- [SHORT PROBLEM]: Can you print the data exactly and leave out each image?

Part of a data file

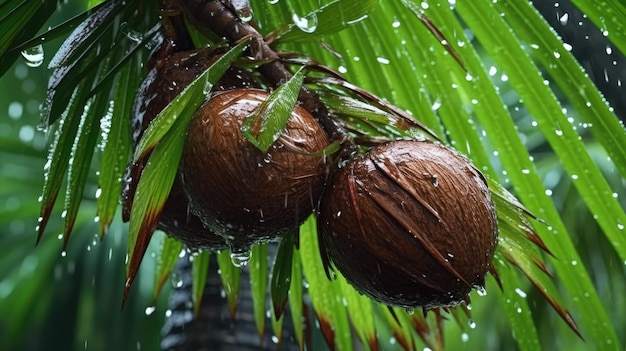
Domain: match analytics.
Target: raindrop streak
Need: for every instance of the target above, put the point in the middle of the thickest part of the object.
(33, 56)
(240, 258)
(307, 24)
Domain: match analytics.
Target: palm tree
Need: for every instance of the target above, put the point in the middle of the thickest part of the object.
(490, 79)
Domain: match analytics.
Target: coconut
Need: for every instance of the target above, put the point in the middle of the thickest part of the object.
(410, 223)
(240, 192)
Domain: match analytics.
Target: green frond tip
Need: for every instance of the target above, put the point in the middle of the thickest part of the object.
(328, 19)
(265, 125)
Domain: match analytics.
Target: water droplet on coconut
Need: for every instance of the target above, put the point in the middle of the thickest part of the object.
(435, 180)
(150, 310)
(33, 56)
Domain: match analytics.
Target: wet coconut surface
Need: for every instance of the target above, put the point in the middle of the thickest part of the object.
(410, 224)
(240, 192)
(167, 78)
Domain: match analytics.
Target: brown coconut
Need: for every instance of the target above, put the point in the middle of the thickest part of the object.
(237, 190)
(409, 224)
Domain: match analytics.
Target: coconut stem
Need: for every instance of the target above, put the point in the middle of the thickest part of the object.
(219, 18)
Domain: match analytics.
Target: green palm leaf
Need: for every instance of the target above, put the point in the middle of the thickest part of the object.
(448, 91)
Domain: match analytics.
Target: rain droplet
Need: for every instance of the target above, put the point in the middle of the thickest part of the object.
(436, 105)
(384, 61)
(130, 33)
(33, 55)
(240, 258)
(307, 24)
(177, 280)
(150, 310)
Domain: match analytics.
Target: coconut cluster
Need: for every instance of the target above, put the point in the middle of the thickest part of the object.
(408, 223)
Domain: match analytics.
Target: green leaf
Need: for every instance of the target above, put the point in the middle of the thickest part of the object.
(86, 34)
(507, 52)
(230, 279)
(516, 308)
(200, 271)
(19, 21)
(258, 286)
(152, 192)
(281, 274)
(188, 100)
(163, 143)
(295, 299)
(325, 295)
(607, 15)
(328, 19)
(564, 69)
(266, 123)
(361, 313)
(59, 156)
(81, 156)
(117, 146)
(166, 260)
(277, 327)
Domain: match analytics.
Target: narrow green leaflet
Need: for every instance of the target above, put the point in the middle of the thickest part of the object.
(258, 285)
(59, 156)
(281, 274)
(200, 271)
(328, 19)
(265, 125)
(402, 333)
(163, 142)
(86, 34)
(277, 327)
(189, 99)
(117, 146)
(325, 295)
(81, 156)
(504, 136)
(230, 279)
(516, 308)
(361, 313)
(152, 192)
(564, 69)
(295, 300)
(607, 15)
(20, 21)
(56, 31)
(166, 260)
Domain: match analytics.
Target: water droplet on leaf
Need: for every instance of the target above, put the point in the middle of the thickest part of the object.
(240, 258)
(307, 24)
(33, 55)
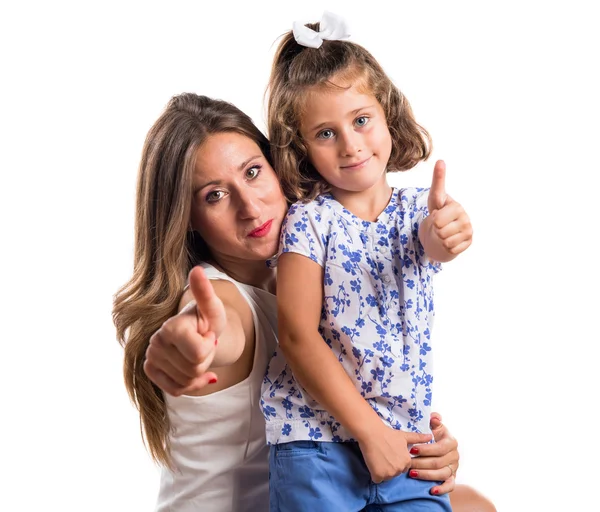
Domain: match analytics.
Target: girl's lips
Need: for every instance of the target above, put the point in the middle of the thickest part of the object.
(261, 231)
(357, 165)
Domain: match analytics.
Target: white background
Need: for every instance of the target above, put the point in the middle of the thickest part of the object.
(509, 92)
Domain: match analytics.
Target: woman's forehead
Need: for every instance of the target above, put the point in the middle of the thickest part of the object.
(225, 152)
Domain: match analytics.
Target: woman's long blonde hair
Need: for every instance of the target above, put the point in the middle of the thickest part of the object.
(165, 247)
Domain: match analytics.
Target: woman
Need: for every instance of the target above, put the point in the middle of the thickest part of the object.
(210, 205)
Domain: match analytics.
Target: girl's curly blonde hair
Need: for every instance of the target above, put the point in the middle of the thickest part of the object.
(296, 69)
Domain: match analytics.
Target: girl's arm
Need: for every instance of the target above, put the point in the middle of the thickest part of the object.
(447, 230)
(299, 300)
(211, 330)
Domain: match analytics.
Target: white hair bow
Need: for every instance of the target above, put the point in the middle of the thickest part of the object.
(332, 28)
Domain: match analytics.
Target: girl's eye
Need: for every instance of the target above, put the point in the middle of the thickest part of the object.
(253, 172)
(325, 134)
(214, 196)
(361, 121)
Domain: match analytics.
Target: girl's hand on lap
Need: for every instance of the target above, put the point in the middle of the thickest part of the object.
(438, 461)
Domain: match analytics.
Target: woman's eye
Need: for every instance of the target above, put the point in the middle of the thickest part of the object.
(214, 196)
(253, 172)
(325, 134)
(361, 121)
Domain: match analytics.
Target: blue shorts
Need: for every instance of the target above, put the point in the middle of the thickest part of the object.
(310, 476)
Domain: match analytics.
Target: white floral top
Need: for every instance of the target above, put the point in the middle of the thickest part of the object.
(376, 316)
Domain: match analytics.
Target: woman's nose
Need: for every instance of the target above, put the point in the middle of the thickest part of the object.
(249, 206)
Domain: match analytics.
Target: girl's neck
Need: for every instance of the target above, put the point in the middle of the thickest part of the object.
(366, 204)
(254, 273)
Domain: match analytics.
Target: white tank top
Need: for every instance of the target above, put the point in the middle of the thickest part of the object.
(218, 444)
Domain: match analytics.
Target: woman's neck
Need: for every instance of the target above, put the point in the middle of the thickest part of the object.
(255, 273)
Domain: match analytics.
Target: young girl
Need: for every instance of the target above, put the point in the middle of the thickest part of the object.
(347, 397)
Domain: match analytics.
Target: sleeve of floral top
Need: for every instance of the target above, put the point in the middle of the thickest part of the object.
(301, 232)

- [SOLUTION TO THIS TASK]:
Domain: match analytics.
Target: raindrop streak
Need: for every instance of the target above, put the point in the middle of the thickest part of the object.
(33, 56)
(240, 258)
(307, 24)
Domain: match analytics.
Target: palm tree
Need: for every instance of the target above, put the point in the middle of the thickest part of the object.
(490, 79)
Domain: match analytics.
Target: coconut
Need: for every instance of the target above, put the point in the middle of the thickest part of the object.
(410, 223)
(240, 192)
Domain: match analytics.
Target: green frond tip
Need: for every instance of the target above, put the point in the middle of the thickest part of the object.
(328, 19)
(265, 125)
Domain: match analytics.
Target: water droplet on coconut
Need: for every instance of the target above, put the point in the middle of the thickest part of the object.
(435, 180)
(150, 310)
(33, 56)
Domain: match analytics.
Target: wet coconut surface
Need: for every instance of the target above, put the point in the middle of the thickest part of the object.
(410, 224)
(240, 192)
(167, 78)
Domain: match analytics.
Target: brown coconut
Need: for every instance of the target above, put the point in the middle of the thickest part of the object.
(237, 190)
(409, 224)
Domain: match analytics.
Target: coconut stem
Need: for every instance of the target above, put the point in the middle of the thickest part of the object.
(219, 18)
Domain: match analytics.
Target: green palm leaf
Need: for every instance of the target above, put the point in the middle of the thickest part of the object.
(448, 91)
Domain: match analytics.
Target: rain droplet
Need: for every instance of the target above, put the point in the middle of the thickest part of the object.
(436, 105)
(384, 61)
(130, 33)
(33, 55)
(240, 258)
(307, 24)
(177, 280)
(150, 310)
Domain: match analytics.
Target: coconut cluster
Need: for every instance of the target above, put the point in the middle of the thickest part of the object.
(408, 223)
Domain: match analytics.
Target: green leaf
Need: for every instance of the target above, put the point in the middle of the thickest part of the object.
(86, 34)
(507, 52)
(230, 279)
(516, 308)
(200, 271)
(19, 21)
(258, 286)
(152, 192)
(281, 274)
(188, 100)
(163, 143)
(295, 299)
(325, 295)
(607, 15)
(328, 19)
(564, 69)
(266, 123)
(361, 313)
(59, 156)
(81, 156)
(117, 146)
(166, 260)
(277, 327)
Domain: match analytics.
Target: narrow green leaflet
Need: for every instance of the target above, put the point in the middle of the thickest part of the object.
(258, 285)
(59, 156)
(281, 274)
(200, 271)
(328, 19)
(265, 125)
(402, 333)
(163, 142)
(86, 34)
(277, 327)
(189, 99)
(117, 146)
(325, 295)
(81, 156)
(504, 136)
(230, 279)
(516, 308)
(361, 313)
(152, 192)
(564, 69)
(295, 300)
(607, 15)
(20, 21)
(56, 31)
(166, 260)
Domain: match analytics.
Target: water droplet on leaf
Need: for every instance of the target above, put the point in the middle of the thickest part of the object.
(240, 258)
(307, 24)
(33, 55)
Domain: match analytics.
Target: girl's lips
Need: for every instance of the target above, put the point in the middle of the thickest part of the object.
(261, 231)
(357, 165)
Domain: match analytics.
Target: white background
Need: for every instance of the target above, put the point in the middle of the thickest part of the object.
(509, 92)
Domain: match analytics.
Target: woman's forehead
Need: for every instance of the target above, put the point in the middle of the thickest part of the object.
(225, 152)
Domain: match analytics.
Target: woman's long blonde hair
Need: for every instance of the target above, put the point in the middle of the thickest part of the object.
(165, 247)
Domain: match analytics.
Target: woman
Need: for every instance of the target above, put the point in the middle of the thickest part of the object.
(210, 205)
Domain: match analytics.
Target: girl's curly blonde hair
Need: for every instance of the target above, put the point in the middle of the thickest part of the object.
(296, 69)
Domain: match analytics.
Target: girl's arm
Need: for every instance of the target above, put the point in the middle of the thickest part of the object.
(447, 230)
(299, 300)
(211, 330)
Domain: match analytics.
Target: white hair bow
Need: for every instance of the target above, put the point in the middle of the thickest part of the object.
(332, 28)
Domain: match analytics.
Target: girl's eye
Need: for every instance of the target above, put the point in the middle of the thickest part of the object.
(253, 172)
(325, 134)
(214, 196)
(361, 121)
Domain: match analytics.
Target: girl's hand on lap
Need: for every instance of the target above, put the point in the middle of the thickest part of the object.
(438, 461)
Domain: match analytics.
Target: woman's eye
Need: for every instance of the target above, put the point in the middle of the thickest part of the object.
(214, 196)
(253, 172)
(325, 134)
(361, 121)
Domain: match analytics.
Target: blue shorts
Need: for every instance of the target above, put the point in the middle of the thickest part of the object.
(310, 476)
Domain: match analytics.
Target: white floral top
Need: for every instance of the target above, put the point in the middle of the thickest part of the object.
(376, 316)
Domain: match analytics.
Target: woman's nose
Need: for every instance of the target above, put the point in the middle of the thickest part of the object.
(249, 206)
Domain: match analytics.
Target: girl's neck
Need: for every instance of the target above, put the point in the middle of the thickest part of the object.
(366, 204)
(254, 273)
Domain: match analytics.
Target: white tank top
Need: for every instance of the target above, put the point in the middle of the thickest part of the object.
(218, 444)
Domain: match analytics.
Target: woman's neck
Need: for every instance of the target above, put the point in the middle of the thickest part of the object.
(255, 273)
Domain: match analytics.
Target: young girl
Need: for every instance of the target above, put the point in the middle of the thickest part of the object.
(347, 397)
Domain: match analytics.
Target: sleeve of floral top
Need: for every instance of the target above, put the point in the middle of the thickest part of the object.
(301, 232)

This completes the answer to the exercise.